Return each of the rows below without any change, keeping every line as it appears.
══ Material ══
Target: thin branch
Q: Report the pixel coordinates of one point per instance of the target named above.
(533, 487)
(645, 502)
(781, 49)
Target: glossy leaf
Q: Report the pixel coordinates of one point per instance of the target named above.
═══
Full answer:
Target: thin branch
Q: Report the pixel coordinates of one point per instance of the target named above.
(533, 487)
(645, 502)
(781, 49)
Target: glossy leaf
Q: Report the pixel coordinates of one point per instance of the target named above.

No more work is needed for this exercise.